:: Given task ::
Copy every line of the material from the line with "Might I ask you to point at the archway" to the line with "point(41, 40)", shifting each coordinate in the answer points up by 121. Leave the sample coordinates inside the other lines unchanged.

[Pointing dataset excerpts]

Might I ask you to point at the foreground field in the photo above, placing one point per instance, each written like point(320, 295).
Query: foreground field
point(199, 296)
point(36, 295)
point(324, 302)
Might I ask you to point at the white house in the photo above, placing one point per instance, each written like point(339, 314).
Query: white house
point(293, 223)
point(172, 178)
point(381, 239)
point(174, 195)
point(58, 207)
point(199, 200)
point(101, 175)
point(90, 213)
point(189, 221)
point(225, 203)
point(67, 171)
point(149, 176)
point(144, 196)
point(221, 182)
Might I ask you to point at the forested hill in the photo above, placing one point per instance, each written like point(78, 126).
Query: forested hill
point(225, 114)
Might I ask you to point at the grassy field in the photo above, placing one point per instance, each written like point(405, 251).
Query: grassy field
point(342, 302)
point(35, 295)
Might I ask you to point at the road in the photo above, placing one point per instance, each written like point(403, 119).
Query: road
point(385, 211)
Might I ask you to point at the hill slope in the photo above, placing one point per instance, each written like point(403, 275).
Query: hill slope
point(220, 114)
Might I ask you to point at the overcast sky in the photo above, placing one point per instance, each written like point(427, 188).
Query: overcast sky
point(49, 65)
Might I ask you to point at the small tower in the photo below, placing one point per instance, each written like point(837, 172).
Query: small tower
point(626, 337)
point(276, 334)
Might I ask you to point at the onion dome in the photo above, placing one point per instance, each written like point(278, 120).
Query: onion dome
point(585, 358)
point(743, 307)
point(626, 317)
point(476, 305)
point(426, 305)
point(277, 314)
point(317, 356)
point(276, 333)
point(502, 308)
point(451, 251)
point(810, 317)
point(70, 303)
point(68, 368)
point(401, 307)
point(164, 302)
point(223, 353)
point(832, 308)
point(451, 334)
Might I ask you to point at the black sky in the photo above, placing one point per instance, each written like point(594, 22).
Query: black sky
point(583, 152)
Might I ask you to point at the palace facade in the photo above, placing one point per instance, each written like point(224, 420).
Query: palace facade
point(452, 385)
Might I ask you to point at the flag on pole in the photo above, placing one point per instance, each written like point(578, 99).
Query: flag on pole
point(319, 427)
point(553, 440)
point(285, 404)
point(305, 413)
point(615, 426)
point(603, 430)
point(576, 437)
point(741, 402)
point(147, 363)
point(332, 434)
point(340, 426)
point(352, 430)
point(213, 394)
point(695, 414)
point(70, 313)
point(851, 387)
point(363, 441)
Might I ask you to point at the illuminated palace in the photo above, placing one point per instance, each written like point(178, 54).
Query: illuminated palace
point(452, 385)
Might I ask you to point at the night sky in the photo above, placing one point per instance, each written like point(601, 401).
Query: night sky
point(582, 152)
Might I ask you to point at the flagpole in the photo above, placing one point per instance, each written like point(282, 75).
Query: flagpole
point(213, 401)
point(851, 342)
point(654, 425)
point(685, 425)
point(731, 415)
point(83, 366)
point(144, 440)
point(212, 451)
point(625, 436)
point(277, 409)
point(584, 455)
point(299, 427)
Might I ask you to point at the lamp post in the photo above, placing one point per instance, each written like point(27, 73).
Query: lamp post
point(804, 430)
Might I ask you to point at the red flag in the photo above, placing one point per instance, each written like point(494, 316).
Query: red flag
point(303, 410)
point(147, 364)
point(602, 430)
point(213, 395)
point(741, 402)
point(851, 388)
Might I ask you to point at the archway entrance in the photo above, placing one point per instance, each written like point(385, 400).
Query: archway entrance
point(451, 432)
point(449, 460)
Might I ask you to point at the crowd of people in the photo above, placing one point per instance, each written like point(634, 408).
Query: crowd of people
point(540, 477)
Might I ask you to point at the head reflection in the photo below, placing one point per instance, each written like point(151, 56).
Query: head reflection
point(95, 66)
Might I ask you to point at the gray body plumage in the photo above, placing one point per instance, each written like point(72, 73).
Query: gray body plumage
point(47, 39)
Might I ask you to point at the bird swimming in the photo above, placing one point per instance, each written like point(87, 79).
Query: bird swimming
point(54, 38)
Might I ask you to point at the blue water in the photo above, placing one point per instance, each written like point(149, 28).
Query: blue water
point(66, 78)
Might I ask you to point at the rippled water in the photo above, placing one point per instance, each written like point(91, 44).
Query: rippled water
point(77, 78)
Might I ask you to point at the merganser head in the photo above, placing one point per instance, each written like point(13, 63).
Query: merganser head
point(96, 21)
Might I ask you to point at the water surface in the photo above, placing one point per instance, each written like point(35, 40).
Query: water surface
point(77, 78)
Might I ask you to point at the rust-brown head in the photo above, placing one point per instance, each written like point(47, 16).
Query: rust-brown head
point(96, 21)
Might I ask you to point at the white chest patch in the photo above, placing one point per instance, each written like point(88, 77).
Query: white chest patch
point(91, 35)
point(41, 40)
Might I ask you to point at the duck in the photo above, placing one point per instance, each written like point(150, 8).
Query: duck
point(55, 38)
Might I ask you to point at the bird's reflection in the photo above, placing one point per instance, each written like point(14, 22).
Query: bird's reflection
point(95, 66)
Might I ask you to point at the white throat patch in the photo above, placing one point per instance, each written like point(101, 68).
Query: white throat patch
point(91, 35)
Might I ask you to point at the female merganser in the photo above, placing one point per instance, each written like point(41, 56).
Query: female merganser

:: Solution for this task ::
Might I ask you to point at the archway entrance in the photo above, placing one point per instance, each written like point(385, 400).
Query: archway entrance
point(572, 553)
point(570, 581)
Might I ask you to point at the crowd of people in the photo above, placing one point per instance, each written like point(634, 408).
Query: crowd of people
point(661, 598)
Might I ask you to point at the head reflection in the photo below, placing one point per instance, each written like point(151, 56).
Query: head reflection
point(216, 187)
Might I ask you to point at the gray body plumage in the photo above, placing one point per instance, each written like point(72, 73).
Query: gray body plumage
point(168, 160)
Might I ask you to point at the bird swimming in the photo above, placing one point per instance, each written like point(87, 79).
Query: bird swimming
point(175, 159)
Might I ask you to point at the blue water in the photo above, placing one point per instance, each written like point(149, 28).
Query: blue water
point(187, 199)
Might I ask you to point at the rippled water in the photo above, placing one point per instance, each written like point(91, 44).
Query: rippled water
point(198, 199)
Might I ask you to point at the merganser head in the photo above, placing one point per instance, each written like point(13, 63).
Query: merganser head
point(217, 142)
Might I ask you to point at the water surface in the photo above, placing one point per instance, each written like point(35, 40).
Query: water surface
point(198, 199)
Might I ask you to point at the rust-brown head in the photo above, placing one point per instance, each written like point(47, 16).
Query: rust-brown head
point(217, 142)
Might I ask you to point at the white chest patch in the photo above, placing one point per instance, each written like point(88, 77).
Query: white chest patch
point(212, 156)
point(162, 161)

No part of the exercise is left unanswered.